[Extracted data entries]
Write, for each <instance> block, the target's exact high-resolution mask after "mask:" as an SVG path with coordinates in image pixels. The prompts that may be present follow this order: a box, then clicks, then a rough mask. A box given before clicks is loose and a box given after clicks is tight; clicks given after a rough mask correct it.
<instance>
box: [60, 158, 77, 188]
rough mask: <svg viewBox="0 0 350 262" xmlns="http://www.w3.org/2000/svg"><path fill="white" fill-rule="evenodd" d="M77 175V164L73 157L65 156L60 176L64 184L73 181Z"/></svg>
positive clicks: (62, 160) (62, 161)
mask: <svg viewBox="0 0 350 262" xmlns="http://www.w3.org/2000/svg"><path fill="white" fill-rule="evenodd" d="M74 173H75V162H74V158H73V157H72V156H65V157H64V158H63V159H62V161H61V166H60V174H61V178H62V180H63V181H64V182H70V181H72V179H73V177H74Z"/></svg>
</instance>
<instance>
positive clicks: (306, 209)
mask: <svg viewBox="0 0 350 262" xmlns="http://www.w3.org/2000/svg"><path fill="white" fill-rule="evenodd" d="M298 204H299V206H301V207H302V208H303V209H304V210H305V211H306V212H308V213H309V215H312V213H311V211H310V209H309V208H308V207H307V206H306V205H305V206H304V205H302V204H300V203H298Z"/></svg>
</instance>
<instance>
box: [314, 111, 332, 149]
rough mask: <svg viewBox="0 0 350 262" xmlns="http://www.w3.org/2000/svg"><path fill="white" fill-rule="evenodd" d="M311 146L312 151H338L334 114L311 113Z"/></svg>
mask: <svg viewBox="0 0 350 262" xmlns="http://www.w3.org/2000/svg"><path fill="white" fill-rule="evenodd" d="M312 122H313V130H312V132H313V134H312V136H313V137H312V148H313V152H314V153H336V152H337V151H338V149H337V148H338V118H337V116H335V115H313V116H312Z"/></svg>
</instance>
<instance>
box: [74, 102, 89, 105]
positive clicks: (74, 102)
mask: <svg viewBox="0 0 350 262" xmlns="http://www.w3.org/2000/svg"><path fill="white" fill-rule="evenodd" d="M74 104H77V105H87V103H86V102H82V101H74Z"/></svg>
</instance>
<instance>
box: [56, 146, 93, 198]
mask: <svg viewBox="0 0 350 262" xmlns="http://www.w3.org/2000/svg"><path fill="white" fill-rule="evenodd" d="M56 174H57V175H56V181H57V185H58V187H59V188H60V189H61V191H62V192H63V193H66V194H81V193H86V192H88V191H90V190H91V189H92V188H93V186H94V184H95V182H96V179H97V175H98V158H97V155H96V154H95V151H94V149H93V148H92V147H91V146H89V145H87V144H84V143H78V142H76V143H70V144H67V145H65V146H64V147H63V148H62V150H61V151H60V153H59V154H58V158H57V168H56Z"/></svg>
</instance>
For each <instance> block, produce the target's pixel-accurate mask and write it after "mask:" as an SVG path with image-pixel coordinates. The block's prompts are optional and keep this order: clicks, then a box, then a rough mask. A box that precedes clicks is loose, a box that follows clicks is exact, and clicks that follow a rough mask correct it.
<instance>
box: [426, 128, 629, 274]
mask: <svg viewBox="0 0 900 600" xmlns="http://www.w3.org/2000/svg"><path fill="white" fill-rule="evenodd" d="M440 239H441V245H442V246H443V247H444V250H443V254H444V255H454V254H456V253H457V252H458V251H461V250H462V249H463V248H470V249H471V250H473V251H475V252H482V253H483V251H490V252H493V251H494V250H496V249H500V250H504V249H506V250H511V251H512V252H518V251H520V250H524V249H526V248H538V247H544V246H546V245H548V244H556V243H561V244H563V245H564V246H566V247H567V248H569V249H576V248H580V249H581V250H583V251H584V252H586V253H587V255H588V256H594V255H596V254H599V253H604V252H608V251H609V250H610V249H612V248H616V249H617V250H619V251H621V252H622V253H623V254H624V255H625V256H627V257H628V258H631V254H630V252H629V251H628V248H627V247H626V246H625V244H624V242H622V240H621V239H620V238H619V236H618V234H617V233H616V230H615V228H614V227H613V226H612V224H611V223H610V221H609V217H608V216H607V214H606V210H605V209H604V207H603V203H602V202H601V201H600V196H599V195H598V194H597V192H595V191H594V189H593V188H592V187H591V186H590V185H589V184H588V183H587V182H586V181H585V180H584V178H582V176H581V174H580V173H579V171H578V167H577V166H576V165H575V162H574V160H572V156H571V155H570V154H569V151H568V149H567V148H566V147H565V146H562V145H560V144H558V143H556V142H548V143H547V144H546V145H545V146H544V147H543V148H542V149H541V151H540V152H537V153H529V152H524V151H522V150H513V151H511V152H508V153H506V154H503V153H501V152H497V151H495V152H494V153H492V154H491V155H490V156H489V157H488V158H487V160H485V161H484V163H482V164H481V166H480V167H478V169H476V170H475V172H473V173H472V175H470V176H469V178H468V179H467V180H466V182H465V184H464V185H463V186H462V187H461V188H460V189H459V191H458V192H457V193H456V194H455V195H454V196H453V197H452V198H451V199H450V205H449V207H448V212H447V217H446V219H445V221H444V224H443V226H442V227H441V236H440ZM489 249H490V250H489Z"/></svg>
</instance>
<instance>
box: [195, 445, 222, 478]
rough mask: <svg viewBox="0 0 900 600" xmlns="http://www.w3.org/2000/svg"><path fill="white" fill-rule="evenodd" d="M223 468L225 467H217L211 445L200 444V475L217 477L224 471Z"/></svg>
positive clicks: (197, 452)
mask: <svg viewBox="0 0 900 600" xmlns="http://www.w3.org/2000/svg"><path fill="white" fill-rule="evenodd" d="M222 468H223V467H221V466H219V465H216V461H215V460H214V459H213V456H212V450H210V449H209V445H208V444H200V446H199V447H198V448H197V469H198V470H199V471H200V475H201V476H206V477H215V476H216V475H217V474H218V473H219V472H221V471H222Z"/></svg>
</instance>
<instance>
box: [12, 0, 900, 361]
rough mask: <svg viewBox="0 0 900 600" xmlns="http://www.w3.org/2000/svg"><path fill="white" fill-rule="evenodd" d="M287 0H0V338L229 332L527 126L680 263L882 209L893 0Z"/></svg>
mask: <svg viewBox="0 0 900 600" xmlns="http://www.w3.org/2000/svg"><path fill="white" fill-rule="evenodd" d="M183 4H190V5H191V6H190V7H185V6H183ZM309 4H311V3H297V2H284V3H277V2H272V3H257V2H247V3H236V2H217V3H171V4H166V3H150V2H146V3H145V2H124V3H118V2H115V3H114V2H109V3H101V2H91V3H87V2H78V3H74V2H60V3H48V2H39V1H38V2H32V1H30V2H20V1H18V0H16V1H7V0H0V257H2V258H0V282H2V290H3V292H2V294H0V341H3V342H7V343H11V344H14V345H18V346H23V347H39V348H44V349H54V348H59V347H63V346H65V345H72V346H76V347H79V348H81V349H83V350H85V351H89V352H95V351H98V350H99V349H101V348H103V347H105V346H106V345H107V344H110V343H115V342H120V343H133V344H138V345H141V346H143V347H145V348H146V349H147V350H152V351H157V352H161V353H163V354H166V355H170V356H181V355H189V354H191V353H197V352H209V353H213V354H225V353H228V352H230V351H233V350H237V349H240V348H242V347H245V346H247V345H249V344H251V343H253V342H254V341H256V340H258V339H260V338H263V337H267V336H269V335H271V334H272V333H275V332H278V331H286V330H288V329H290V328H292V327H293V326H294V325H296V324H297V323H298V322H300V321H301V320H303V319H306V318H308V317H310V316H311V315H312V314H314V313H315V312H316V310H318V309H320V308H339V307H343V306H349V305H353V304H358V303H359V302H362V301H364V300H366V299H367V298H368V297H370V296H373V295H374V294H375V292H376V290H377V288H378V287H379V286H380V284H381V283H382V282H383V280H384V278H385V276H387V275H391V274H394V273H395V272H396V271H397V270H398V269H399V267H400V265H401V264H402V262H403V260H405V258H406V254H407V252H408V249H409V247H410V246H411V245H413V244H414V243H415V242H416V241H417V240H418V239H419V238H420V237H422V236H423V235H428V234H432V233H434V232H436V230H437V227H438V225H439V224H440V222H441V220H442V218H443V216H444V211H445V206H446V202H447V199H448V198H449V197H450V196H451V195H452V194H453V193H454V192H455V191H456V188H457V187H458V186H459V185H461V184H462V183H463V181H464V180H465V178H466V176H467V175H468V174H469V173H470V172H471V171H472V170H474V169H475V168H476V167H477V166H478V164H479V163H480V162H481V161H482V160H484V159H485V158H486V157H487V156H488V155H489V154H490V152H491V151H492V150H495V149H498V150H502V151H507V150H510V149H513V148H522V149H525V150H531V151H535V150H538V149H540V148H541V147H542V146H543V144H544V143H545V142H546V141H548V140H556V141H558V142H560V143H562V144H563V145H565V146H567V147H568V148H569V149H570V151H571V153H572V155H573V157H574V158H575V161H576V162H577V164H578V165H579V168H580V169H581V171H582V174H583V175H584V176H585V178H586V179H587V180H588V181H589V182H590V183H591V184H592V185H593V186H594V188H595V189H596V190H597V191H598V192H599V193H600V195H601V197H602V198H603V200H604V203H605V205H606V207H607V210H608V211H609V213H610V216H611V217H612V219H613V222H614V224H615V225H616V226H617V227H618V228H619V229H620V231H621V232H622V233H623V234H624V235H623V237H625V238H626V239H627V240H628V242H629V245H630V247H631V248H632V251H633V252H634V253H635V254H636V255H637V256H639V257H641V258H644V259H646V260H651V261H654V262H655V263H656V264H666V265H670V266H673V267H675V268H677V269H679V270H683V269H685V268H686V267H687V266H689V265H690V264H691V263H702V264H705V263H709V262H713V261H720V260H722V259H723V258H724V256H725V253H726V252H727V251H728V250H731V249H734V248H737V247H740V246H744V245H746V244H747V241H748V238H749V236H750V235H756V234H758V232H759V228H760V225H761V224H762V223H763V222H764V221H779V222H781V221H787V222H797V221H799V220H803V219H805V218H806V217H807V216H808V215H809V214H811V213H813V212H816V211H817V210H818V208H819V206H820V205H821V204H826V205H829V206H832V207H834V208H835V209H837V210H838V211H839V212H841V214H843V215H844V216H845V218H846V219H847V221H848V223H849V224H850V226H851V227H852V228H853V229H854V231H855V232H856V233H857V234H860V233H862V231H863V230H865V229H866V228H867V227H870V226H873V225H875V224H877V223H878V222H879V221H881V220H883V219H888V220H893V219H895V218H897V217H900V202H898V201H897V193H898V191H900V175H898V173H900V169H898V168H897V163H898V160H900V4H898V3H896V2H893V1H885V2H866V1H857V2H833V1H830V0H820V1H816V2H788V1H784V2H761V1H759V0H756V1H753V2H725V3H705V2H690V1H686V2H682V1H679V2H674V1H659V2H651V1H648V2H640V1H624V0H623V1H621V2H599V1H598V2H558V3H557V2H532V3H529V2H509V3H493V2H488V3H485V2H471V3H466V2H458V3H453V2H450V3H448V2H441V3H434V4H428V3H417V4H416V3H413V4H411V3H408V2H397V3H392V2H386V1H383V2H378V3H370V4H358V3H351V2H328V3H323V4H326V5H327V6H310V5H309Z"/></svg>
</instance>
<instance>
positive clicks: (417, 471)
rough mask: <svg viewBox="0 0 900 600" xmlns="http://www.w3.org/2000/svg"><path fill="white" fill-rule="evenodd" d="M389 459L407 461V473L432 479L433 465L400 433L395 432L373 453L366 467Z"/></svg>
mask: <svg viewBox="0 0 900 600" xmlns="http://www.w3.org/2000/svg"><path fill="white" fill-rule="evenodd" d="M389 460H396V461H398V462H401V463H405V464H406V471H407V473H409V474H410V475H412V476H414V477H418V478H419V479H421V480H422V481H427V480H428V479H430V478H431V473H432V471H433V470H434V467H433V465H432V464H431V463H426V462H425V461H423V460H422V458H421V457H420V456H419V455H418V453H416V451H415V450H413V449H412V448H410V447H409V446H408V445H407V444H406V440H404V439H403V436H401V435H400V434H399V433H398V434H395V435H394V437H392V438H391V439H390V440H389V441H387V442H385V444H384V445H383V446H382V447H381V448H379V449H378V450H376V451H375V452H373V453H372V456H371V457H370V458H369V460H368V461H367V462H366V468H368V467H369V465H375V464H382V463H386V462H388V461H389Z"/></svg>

### THE TASK
Extract every line of the items above that contains the string "coordinates".

### RESPONSE TO THE EXERCISE
Write, for each <instance> block, the target's exact high-resolution mask after "mask:" as an SVG path with coordinates in image pixels. The prompts that may be present follow this order: a box, then clicks, then a rough mask. A box given before clicks is loose and a box given after clicks is tight; clicks given after a rough mask correct it.
For each <instance> block, produce the target's pixel-accurate mask and write it after "mask:" as an SVG path with image-pixel coordinates. The block's prompts are optional and keep this order: clicks, then a box, then a rough mask. A box that precedes clicks is loose, a box that follows clicks is exact, and clicks that follow a rough mask correct it.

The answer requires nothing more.